---------- Trecho do documento ----------

Nesse sentido, o parlamento latino-americano, órgão consultivo, ainda que oficial, aprovou, em 30 de junho de 1997, o “Projeto de Lei do Usuário e Defesa do Consumidor” (Codigo Marco Referencial de Defensa del Usuario y el Consumidor, em língua espanhola). Mais, muitos países da América Latina inseriram cânones básicos de defesa do consumidor em suas respectivas Constituições.
Assim, o tratamento legal dado à questão dentro do Mercado Comum do Cone Sul (Mercosul), área de comércio formada por Argentina, Brasil, Paraguai e Uruguai (o Mercosul possui acordos de associação com a Bolívia, Chile e países do Pacto Andino), é semelhante, tendo todos os países-membros legislação de defesa do consumidor.

----------

Lista de exercícios:
[1] Liste todos os países citados nominalmente no trecho sobre defesa do consumidor.
[2] Transcreva literalmente o trecho sobre defesa do consumidor entre "Nesse sentido, o" e "suas respectivas Constituições.", inclusive.

---------- Dados fornecidos ----------

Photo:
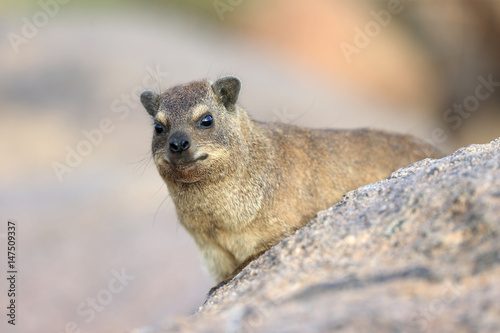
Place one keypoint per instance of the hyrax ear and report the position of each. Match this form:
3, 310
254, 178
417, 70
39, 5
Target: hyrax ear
151, 102
227, 89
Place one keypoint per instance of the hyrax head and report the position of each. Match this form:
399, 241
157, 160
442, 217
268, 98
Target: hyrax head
195, 129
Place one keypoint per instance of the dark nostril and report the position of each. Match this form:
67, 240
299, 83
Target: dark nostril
179, 146
174, 146
184, 144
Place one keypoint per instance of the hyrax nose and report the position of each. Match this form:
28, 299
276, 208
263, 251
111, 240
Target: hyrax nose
178, 143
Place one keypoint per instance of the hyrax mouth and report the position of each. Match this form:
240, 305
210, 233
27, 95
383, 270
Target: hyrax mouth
184, 162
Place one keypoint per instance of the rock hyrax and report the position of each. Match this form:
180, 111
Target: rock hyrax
241, 186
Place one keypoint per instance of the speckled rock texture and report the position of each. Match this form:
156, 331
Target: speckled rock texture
417, 252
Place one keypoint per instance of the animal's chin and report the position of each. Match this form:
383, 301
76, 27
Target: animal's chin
187, 163
183, 171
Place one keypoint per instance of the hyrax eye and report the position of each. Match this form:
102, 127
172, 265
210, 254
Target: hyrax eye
158, 129
207, 121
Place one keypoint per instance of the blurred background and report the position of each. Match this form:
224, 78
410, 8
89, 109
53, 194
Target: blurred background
99, 245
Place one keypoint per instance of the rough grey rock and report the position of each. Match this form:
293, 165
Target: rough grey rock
419, 251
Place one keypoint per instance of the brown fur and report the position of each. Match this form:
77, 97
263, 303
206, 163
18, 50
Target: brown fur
259, 181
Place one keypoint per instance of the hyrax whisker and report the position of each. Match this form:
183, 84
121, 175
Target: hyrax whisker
241, 186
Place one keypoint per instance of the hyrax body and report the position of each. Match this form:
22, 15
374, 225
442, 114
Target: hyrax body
241, 186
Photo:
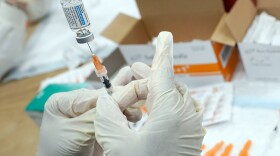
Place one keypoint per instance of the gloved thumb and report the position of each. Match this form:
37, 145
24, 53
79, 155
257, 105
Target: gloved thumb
109, 119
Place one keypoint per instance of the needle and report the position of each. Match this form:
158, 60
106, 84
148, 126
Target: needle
90, 49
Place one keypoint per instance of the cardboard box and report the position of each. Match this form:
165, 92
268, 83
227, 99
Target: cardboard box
204, 51
261, 61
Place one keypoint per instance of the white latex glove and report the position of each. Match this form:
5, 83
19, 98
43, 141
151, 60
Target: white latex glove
67, 127
12, 34
174, 124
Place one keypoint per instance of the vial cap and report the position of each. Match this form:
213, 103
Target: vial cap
84, 38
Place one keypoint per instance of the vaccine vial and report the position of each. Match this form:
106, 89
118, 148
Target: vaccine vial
77, 19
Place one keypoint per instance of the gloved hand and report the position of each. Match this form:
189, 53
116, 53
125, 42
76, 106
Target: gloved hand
67, 127
174, 123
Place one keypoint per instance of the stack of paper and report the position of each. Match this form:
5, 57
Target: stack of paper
216, 101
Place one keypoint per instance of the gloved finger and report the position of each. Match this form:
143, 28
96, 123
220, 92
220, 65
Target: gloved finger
98, 151
162, 78
133, 114
123, 77
72, 104
110, 123
128, 95
81, 133
140, 70
183, 90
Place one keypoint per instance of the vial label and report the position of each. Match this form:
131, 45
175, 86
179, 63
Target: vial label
76, 16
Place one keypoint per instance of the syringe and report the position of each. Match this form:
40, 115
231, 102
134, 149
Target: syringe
79, 23
101, 72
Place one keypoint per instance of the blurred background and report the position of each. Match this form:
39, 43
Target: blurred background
226, 51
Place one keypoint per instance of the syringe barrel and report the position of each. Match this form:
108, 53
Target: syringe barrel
78, 20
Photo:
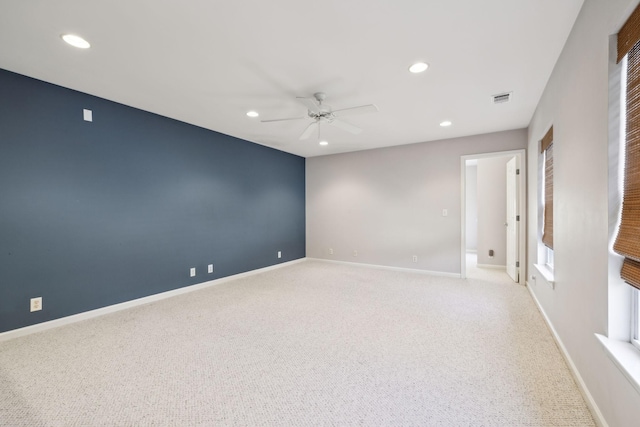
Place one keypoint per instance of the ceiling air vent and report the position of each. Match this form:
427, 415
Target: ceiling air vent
501, 98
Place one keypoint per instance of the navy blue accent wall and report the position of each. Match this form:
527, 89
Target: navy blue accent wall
98, 213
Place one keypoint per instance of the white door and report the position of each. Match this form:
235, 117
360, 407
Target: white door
513, 269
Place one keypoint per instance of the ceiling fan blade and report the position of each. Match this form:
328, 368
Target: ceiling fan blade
346, 126
309, 130
362, 109
309, 103
282, 120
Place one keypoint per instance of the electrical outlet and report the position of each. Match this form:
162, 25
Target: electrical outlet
36, 304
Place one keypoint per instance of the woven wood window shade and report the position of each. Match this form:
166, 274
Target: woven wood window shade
628, 240
546, 147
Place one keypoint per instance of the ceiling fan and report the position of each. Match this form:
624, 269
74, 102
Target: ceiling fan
324, 113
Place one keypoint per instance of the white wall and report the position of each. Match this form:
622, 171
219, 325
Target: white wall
471, 207
492, 210
387, 203
575, 102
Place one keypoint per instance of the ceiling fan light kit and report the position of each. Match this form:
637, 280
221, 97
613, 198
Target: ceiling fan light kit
320, 112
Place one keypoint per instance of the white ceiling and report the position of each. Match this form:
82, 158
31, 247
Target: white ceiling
208, 62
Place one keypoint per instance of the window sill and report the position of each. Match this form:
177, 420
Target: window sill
625, 356
547, 273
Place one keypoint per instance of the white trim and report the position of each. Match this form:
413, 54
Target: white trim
547, 273
27, 330
493, 266
591, 403
625, 356
521, 154
384, 267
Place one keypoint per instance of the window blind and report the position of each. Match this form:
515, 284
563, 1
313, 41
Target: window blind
546, 147
627, 241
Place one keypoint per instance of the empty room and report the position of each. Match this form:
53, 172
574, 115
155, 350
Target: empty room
408, 213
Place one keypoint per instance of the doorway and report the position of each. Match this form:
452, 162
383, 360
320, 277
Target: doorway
493, 215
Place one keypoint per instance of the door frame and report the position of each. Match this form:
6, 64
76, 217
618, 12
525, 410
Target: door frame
522, 187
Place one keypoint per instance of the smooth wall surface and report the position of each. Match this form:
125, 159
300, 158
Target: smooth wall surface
492, 210
387, 204
575, 102
471, 207
98, 213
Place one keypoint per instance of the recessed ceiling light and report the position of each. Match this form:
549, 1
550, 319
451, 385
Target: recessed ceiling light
418, 67
76, 41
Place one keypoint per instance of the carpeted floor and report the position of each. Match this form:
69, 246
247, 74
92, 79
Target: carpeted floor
312, 344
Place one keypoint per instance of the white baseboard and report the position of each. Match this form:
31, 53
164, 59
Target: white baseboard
384, 267
591, 403
492, 266
27, 330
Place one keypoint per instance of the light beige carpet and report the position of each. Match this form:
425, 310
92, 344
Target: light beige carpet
312, 344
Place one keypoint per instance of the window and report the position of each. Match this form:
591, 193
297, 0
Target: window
628, 233
545, 263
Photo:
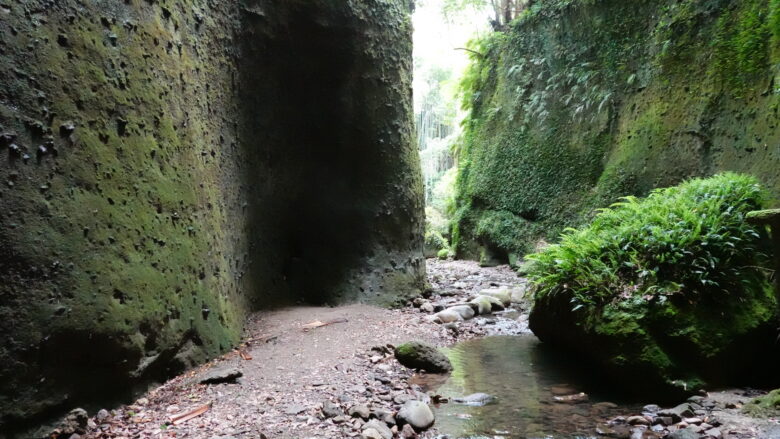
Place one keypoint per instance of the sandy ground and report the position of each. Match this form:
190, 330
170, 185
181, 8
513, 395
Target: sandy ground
288, 372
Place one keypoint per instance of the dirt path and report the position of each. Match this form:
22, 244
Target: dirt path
290, 370
288, 373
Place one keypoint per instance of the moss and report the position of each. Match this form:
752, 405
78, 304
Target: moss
767, 216
764, 406
579, 103
160, 221
660, 287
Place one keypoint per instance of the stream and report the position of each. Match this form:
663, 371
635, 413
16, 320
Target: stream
538, 394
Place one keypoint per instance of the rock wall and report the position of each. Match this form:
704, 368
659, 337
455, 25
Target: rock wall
581, 102
169, 166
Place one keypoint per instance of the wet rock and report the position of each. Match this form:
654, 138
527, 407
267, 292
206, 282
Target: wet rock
466, 312
446, 316
379, 427
677, 413
371, 433
517, 295
685, 433
294, 409
407, 432
418, 355
638, 420
476, 399
417, 414
360, 411
487, 304
331, 410
483, 304
220, 374
384, 416
74, 423
503, 294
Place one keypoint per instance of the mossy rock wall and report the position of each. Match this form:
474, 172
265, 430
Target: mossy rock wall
580, 102
168, 166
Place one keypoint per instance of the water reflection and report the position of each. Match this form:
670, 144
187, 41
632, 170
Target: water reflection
538, 392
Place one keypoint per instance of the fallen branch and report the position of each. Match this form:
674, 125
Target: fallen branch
318, 324
186, 416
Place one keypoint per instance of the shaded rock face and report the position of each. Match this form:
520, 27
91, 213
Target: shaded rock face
579, 103
168, 166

----------

Respostas fornecidas:
[1] Argentina, Brasil, Paraguai, Uruguai, Bolívia e Chile.

[2]
Nesse sentido, o parlamento latino-americano, órgão consultivo, ainda que oficial, aprovou, em 30 de junho de 1997, o “Projeto de Lei do Usuário e Defesa do Consumidor” (Codigo Marco Referencial de Defensa del Usuario y el Consumidor, em língua espanhola). Mais, muitos países da América Latina inseriram cânones básicos de defesa do consumidor em suas respectivas Constituições.